C’è una storia dalla provincia americana che racconta plasticamente i rischi e le aberrazioni del predictive policing. Con questa definizione si intende, per farla breve, l’uso di varie tecniche di analisi dei dati per prevenire il crimine, tendenzialmente individuando dei target per la polizia. Ovvero “un metodo per impiegare risorse delle forze dell’ordine sulla base di analisi guidate dai dati che dovrebbero predire colpevoli, vittime o luoghi di futuri crimini”, secondo l’associazione Electronic Frontier Foundation. Queste tecnologie sono entrate nell’uso dei dipartimenti di polizia di varie città americane (e non solo) negli ultimi anni. A produrle aziende come PredPol, HunchLab, CivicScape, Palantir ma anche università, come la Carnegie Mellon University col suo CrimeScan. Nell’estate 2020, strumenti di questo tipo sono usati in dozzine di città statunitensi, da New York a Portland, da Orlando ad Atlanta.

▶ Il problema:
Ricopia per intero e senza modifiche il testo sul predictive policing.

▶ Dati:

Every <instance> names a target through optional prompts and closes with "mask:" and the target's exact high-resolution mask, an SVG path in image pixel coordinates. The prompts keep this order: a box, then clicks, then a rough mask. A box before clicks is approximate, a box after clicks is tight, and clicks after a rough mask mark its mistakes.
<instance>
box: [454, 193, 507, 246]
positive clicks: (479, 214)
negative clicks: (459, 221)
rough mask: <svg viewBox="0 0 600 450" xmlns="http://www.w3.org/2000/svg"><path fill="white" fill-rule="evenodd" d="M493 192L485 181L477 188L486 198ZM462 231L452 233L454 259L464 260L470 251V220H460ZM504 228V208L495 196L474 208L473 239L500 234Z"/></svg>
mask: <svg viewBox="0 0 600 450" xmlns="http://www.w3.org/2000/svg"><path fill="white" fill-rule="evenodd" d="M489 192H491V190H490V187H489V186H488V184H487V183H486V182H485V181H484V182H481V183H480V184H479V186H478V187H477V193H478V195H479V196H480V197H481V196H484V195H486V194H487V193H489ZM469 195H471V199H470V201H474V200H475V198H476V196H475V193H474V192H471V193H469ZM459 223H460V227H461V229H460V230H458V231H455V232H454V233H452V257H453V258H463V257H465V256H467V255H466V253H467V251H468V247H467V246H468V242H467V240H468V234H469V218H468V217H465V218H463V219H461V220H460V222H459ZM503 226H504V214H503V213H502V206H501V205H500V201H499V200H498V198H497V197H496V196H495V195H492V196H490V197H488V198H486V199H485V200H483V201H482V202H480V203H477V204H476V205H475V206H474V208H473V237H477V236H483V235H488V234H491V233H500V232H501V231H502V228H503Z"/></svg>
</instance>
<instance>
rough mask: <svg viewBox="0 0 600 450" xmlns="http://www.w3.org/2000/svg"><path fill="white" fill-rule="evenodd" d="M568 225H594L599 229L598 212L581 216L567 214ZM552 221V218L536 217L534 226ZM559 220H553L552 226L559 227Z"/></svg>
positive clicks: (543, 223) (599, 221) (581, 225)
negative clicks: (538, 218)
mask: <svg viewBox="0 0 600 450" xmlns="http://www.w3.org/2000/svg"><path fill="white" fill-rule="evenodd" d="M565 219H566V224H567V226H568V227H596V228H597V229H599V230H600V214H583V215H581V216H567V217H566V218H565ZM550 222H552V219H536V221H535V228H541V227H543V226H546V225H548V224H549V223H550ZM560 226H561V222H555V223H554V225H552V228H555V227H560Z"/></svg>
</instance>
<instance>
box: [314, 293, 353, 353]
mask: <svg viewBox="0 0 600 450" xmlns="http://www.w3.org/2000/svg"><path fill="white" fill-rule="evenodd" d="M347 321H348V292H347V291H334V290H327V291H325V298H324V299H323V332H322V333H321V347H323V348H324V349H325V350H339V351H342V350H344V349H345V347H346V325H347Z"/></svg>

▶ Risultato del compito:
C’è una storia dalla provincia americana che racconta plasticamente i rischi e le aberrazioni del predictive policing. Con questa definizione si intende, per farla breve, l’uso di varie tecniche di analisi dei dati per prevenire il crimine, tendenzialmente individuando dei target per la polizia. Ovvero “un metodo per impiegare risorse delle forze dell’ordine sulla base di analisi guidate dai dati che dovrebbero predire colpevoli, vittime o luoghi di futuri crimini”, secondo l’associazione Electronic Frontier Foundation. Queste tecnologie sono entrate nell’uso dei dipartimenti di polizia di varie città americane (e non solo) negli ultimi anni. A produrle aziende come PredPol, HunchLab, CivicScape, Palantir ma anche università, come la Carnegie Mellon University col suo CrimeScan. Nell’estate 2020, strumenti di questo tipo sono usati in dozzine di città statunitensi, da New York a Portland, da Orlando ad Atlanta.